Collection entries
..............................
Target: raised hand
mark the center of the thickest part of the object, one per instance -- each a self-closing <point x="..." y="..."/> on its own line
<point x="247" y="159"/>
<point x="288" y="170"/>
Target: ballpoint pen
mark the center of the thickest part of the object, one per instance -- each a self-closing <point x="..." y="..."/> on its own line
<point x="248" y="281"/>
..............................
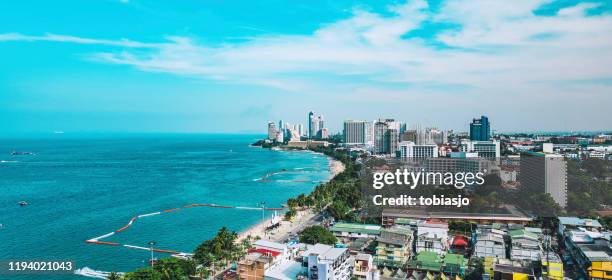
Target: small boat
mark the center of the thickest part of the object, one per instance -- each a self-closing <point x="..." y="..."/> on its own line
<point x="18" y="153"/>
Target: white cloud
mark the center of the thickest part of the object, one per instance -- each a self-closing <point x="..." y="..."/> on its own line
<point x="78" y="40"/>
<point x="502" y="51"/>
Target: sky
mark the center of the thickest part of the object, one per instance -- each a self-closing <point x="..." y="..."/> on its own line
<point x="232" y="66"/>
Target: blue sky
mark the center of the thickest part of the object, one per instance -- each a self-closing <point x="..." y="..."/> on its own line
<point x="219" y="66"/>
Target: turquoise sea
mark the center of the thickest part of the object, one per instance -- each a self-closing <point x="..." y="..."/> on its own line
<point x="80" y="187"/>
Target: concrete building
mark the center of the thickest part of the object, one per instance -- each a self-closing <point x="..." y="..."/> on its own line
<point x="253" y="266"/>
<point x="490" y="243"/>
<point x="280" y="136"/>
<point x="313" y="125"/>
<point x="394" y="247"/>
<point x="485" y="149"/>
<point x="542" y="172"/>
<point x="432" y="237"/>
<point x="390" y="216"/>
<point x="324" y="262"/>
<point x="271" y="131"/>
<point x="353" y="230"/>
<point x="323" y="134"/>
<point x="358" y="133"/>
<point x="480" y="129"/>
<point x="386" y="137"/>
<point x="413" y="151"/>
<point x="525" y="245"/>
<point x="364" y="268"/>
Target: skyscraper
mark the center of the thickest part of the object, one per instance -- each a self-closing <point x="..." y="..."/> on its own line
..............................
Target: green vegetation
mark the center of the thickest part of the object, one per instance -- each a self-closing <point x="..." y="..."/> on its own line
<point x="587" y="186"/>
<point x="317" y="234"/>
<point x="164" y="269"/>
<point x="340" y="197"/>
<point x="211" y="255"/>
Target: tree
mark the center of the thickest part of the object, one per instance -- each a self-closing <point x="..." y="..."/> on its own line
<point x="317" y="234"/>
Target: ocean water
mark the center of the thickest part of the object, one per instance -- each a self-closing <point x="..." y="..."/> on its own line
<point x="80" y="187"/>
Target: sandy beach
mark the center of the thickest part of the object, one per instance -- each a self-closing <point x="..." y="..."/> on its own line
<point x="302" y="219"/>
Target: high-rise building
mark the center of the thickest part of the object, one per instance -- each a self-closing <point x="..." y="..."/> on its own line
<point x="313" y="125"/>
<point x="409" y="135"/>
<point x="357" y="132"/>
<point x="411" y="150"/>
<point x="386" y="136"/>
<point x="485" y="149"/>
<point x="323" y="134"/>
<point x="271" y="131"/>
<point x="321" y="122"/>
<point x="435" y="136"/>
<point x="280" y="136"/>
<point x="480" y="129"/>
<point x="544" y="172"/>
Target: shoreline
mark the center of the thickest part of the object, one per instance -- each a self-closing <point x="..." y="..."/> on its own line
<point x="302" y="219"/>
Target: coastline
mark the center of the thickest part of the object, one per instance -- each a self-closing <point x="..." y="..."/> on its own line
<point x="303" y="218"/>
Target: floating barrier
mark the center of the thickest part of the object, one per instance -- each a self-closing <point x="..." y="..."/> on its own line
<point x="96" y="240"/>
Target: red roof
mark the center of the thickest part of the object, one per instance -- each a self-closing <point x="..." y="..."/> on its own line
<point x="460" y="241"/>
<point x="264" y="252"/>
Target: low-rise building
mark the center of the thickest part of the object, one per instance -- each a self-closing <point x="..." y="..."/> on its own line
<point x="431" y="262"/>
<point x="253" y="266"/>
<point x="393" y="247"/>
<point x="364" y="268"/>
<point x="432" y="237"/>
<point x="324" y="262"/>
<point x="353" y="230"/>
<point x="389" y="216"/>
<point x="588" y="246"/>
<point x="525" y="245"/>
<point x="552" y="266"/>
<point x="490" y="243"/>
..............................
> **Directions for this task**: Count the lines of the items above that contain the word "building" and give only that number.

> **Exercise response**: 3